**EXERCISE OBJECTIVE**
Set down each record that follows exactly. Drop the images.

Data entries:
....

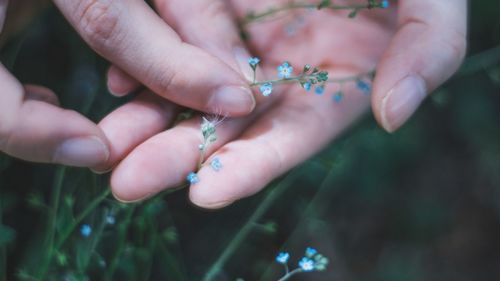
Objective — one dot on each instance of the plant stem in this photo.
(248, 226)
(290, 274)
(92, 205)
(253, 18)
(59, 178)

....

**TASK RESPONSE**
Objective — one dot on each instance of the plant stem in this photo.
(248, 226)
(290, 274)
(92, 205)
(253, 18)
(59, 178)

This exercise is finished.